Records from a collection:
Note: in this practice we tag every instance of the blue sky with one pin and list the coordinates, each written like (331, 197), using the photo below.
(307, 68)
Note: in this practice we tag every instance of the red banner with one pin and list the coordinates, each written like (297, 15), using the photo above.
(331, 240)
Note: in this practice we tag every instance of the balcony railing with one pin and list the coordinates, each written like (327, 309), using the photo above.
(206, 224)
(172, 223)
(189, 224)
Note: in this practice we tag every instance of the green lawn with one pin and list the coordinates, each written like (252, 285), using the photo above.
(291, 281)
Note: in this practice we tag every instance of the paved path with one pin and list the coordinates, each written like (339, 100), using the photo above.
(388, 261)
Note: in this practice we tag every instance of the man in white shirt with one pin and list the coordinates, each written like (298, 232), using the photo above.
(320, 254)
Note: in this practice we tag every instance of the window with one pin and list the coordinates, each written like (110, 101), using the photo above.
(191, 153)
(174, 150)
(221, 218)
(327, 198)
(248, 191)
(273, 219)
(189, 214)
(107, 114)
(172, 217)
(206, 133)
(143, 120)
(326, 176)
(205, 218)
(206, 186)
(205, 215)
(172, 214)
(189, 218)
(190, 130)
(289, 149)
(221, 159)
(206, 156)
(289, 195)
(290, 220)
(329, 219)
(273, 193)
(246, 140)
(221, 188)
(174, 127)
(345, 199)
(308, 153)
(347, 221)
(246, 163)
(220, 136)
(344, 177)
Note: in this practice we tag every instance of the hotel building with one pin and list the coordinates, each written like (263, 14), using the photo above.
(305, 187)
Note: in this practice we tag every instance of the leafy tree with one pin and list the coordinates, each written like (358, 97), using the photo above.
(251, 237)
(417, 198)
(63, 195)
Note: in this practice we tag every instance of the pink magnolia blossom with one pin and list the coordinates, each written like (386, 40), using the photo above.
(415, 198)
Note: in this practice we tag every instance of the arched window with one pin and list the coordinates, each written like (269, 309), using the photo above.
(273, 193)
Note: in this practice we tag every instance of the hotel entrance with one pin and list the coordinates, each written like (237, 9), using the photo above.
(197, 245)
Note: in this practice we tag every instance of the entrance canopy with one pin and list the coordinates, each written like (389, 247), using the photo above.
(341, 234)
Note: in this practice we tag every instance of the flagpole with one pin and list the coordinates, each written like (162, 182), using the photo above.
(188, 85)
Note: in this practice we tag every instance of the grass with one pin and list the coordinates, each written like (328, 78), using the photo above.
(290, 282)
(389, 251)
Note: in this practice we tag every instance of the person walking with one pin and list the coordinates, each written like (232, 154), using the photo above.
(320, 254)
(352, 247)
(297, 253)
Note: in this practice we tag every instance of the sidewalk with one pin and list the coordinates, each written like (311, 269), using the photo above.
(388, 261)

...

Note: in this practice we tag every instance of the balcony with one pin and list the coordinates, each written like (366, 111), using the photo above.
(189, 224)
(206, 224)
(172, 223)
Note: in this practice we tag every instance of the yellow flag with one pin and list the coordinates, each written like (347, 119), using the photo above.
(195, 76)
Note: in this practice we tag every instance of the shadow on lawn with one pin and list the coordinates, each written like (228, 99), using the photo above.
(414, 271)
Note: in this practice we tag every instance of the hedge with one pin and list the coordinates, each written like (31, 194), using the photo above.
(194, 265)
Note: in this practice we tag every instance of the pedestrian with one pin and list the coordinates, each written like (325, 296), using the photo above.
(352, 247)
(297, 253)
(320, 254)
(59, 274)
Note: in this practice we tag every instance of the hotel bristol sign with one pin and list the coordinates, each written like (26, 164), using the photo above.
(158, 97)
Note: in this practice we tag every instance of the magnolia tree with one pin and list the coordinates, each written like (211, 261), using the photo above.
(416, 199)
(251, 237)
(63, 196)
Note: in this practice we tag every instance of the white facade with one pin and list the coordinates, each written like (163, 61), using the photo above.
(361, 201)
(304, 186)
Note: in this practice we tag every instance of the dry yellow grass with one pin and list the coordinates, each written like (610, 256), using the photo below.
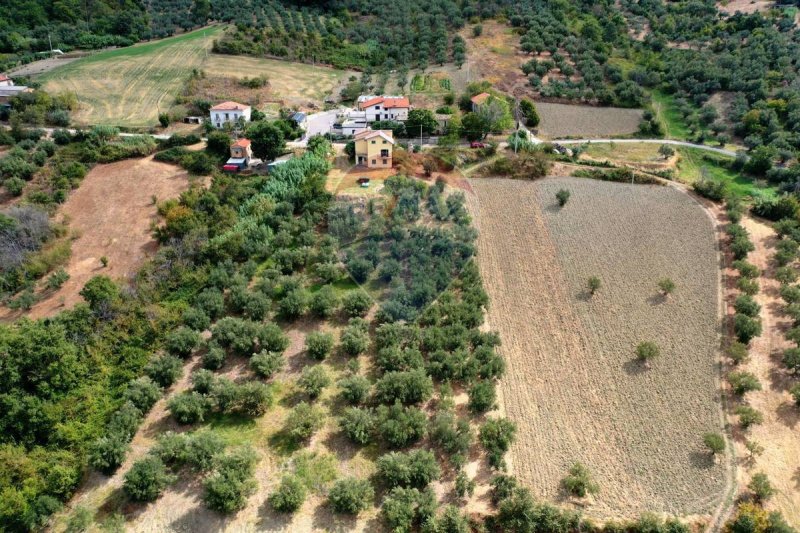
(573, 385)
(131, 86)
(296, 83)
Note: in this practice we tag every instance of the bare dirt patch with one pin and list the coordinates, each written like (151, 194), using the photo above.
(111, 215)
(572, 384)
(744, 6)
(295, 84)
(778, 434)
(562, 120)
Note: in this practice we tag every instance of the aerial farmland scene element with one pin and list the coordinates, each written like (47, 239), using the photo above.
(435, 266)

---

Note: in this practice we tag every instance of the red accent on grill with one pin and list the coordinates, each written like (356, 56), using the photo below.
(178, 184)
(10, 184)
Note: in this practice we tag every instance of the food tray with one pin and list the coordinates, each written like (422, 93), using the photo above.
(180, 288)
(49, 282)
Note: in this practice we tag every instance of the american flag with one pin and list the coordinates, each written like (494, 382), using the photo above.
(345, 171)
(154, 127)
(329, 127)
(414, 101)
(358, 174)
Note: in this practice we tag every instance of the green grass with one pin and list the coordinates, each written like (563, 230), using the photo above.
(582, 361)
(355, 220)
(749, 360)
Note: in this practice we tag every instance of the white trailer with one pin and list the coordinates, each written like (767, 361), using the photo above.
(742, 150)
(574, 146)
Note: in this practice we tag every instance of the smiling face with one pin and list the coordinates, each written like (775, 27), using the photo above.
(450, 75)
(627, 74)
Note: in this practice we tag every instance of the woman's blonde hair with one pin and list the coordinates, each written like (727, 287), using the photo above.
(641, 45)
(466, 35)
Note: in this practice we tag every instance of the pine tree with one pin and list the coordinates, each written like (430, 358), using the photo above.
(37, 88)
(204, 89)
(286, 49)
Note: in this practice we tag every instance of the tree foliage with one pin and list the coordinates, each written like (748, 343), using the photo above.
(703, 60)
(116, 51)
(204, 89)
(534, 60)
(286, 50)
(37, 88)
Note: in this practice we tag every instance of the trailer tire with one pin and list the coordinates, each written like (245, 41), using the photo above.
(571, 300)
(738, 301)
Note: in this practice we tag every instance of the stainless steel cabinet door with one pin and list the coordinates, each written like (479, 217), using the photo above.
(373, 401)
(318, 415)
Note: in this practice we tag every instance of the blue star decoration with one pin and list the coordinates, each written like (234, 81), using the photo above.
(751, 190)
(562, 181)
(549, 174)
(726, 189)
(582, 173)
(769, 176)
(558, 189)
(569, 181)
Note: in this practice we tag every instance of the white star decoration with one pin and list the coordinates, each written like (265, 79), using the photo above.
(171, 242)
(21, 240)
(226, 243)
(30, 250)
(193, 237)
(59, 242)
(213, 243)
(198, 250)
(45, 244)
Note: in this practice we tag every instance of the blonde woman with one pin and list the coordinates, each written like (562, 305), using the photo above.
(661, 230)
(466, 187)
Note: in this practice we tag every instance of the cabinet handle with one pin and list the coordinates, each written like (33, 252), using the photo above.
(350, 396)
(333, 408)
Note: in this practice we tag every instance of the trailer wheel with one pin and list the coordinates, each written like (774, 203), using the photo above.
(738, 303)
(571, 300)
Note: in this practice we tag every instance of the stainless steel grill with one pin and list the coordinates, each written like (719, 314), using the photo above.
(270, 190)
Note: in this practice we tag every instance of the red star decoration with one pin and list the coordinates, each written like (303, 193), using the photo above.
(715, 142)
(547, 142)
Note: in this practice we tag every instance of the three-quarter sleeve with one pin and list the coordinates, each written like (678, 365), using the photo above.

## EXERCISE DETAILS
Could you reproduce exactly the lines of the entries above, from the one with "193), using the photo above." through the one with "365), using the photo above.", and nothing else?

## YOUR SOLUTION
Note: in this practice we tag every instance of the red star decoration with one pin and list the coordinates, each written like (303, 193), using the photo above.
(715, 142)
(547, 142)
Note: in this practice we tag every instance of the three-quarter sleeve with one pin and list the coordinates, each written like (678, 365), using the photo above.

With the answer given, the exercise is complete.